▸ Aim
Swap "dropping a single marker on each" for "placing one marker on each" wherever it occurs in the entries below, and leave everything else as it is.

(Entries from a pointing dataset)
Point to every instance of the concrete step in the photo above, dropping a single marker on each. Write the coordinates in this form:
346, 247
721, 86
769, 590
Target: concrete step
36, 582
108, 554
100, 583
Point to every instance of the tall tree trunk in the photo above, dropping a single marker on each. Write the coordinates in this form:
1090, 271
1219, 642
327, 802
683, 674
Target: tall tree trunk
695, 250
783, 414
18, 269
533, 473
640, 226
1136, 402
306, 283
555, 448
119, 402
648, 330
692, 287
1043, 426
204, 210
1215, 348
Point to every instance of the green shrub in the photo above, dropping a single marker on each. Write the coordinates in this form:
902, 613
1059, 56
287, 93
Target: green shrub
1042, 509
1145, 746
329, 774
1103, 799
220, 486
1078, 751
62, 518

▸ Problem solution
Point to every instance of the concrete step in the photo above, placing one marker on each. Write the coordinates in this form:
346, 247
721, 86
769, 590
Target: concrete step
36, 582
108, 554
100, 583
Point to every instance of the tall tree trunk in the photo above, placing one marker on each. Write the coordinates in this form:
1090, 271
1219, 642
327, 802
683, 674
Target: tall tree trunk
695, 250
783, 414
18, 269
533, 473
640, 226
1136, 402
306, 283
555, 448
119, 402
648, 330
692, 287
1043, 426
204, 210
1215, 348
Point to every instance of the green shrub in the photo above, placing one marker on each. Write the coordinates in this form:
902, 613
1059, 56
287, 93
Target: green shrub
1042, 509
1145, 746
329, 774
1103, 799
220, 486
1078, 751
62, 518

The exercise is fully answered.